In [1]:
from collections import defaultdict
from dataclasses import dataclass
from enum import Enum
from itertools import chain, combinations
from typing import Dict, List, Optional, Set, Tuple, Union

A state in the game consists of a `ScoreCard`, `Roll`, and the `roll_number` from 1 to 3 within the turn. The `ScoreCard` contains all information from the previous turns. The `Roll` just contains the values of the five dice that have been rolled at a given point.

I need to write a function that takes a `Scorecard` and a `Roll` and returns the possible scores for the `Roll` (given what's already been marked on the `ScoreCard`).

I also need to write a function that returns the possible actions given a `Roll` and a `roll_number`. One of these actions is "score", which a player can do given any `Roll` and `roll_number`, and is required to do if the `roll_number` is 3. Actually "score" normally allows one of several actions, given by the outputs of the scoring function described above. The other actions involve leaving some number of the five dice on the table, so the others can be re-rolled if the turn is not over. These last actions are easy to encode: I can just write them as a subset of $\{1, 2, 3, 4, 5\}$, denoting the positions of dice to leave alone; there are 31 possibilities (choosing the whole set means some "score" action is chosen instead of re-rolling).

Finally, I need to write code that actually plays the game by executing the rolls sequentially and calculates scores given the player's actions; i.e., I need to write the reward function.

In [2]:
class Box(Enum):
    Ones = "ones"
    Twos = "twos"
    Threes = "threes"
    Fours = "fours"
    Fives = "fives"
    Sixes = "sixes"
    ThreeOfAKind = "three_of_a_kind"
    FourOfAKind = "four_of_a_kind"
    FullHouse = "full_house"
    SmallStraight = "small_straight"
    LargeStraight = "large_straight"
    Yahtzee = "yahtzee"
    Chance = "chance"

In [3]:
class Die:
    def __init__(self, value: int):
        if value in range(1, 7):
            self.value = value
        else:
            raise ValueError("Value must be an integer from 1 to 6.")
    
    def __repr__(self):
        return f"Value = {self.value}"

In [4]:
@dataclass(frozen=True)
class RollAction:
    dice_positions_to_keep: Tuple

@dataclass(frozen=True)
class ScoreAction:
    score: int
    dice_positions: Tuple
    box: Box

In [5]:
class Roll:
    def __init__(self, *values):
        self.values = values
        self.dice = [Die(v) for v in values]
    
    def __repr__(self):
        return f"Values = {', '.join([str(d.value) for d in self.dice])}"
    
    def dice_positions(self, value) -> Tuple:
        return tuple(pos for pos, v in enumerate(self.values) if v == value)
    
    @property
    def value_counts(self):
        result = defaultdict(int)
        for v in self.values:
            result[v] += 1
        return result
    
    def is_three_of_a_kind(self) -> bool:
        return any([v == 3 for v in self.value_counts.values()])

INSTRUCTION
Extend the Yahtzee notebook above, starting right after its last line.

(Lines of data)

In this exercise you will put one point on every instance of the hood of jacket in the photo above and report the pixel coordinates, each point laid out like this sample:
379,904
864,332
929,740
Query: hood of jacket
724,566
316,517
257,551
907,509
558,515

...

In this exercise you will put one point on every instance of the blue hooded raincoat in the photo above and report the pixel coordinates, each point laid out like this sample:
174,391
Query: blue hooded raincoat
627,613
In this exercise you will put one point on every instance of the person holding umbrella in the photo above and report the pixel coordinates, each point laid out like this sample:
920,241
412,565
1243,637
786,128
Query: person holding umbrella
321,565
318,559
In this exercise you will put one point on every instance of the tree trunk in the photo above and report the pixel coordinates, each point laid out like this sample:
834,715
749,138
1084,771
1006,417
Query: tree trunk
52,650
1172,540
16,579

SOLVED PROBLEM
    
    def is_four_of_a_kind(self) -> bool:
        return any([v == 4 for v in self.value_counts.values()])
    
    def is_full_house(self) -> bool:
        return self.is_three_of_a_kind() and any([v == 2 for v in self.value_counts.values()])

    def is_small_straight(self) -> bool:
        values = set(self.values)
        return {1, 2, 3, 4}.issubset(values) or {2, 3, 4, 5}.issubset(values) or {3, 4, 5, 6}.issubset(values)
    
    def is_large_straight(self) -> bool:
        return tuple(sorted(set(self.values))) in {(1, 2, 3, 4, 5), (2, 3, 4, 5, 6)}
    
    def is_yahtzee(self) -> bool:
        return len(set(self.values)) == 1

    @property
    def score_actions(self) -> List[ScoreAction]:
        """
        Gives the possible score actions for a roll, acting as if the Score Card is empty.
        """
        results = []

        upper_boxes = [Box.Ones, Box.Twos, Box.Threes, Box.Fours, Box.Fives, Box.Sixes]
        for box, value in zip(upper_boxes, range(1, 7)):
            score = sum([v for v in self.values if v == value])
            dice_positions = tuple(pos for pos, v in enumerate(self.values) if v == value)
            results.append(ScoreAction(score, dice_positions, box))
        
        if self.is_three_of_a_kind():
            v = [v for v, c in self.value_counts.items() if c >= 3][0]
            score = 3 * v
            dice_positions = self.dice_positions(v)
            box = Box.ThreeOfAKind
            results.append(ScoreAction(score, dice_positions, box))
        else:
            results.append(ScoreAction(0, (), Box.ThreeOfAKind))
        
        if self.is_four_of_a_kind():
            v = [v for v, c in self.value_counts.items() if c >= 4][0]
            score = 4 * v
            dice_positions = self.dice_positions(v)
            box = Box.FourOfAKind
            results.append(ScoreAction(score, dice_positions, box))
        else:
            results.append(ScoreAction(0, (), Box.FourOfAKind))
        
        if self.is_full_house():
            score = 25
            dice_positions = tuple(range(5))
            box = Box.FullHouse
            results.append(ScoreAction(score, dice_positions, box))
        else:
            results.append(ScoreAction(0, (), Box.FullHouse))

        if self.is_small_straight():
            score = 30
            box = Box.SmallStraight
            if self.is_large_straight():
                dice_positions = tuple(range(5))
                results.append(ScoreAction(score, dice_positions, box))
            else:
                small_straights = [{1, 2, 3, 4}, {2, 3, 4, 5}, {3, 4, 5, 6}]
                values = set(self.values)
                not_in_small_straight = []
                for s in small_straights:
                    if s.issubset(values):
                        not_in_small_straight = list(values - s)
                        break
                if len(not_in_small_straight) == 0:
                    # If there is a repeated value, then return two SmallStraight actions.
                    # These two actions contain different dice positions. This may be
                    # convenient later for choosing which dice to reroll.
                    repeated_value = [v for v, c in self.value_counts.items() if c == 2][0]
                    repeated_value_positions = self.dice_positions(repeated_value)
                    for pos in repeated_value_positions:
                        dice_positions = tuple(sorted(set(range(5)) - {pos}))
                        results.append(ScoreAction(score, dice_positions, box))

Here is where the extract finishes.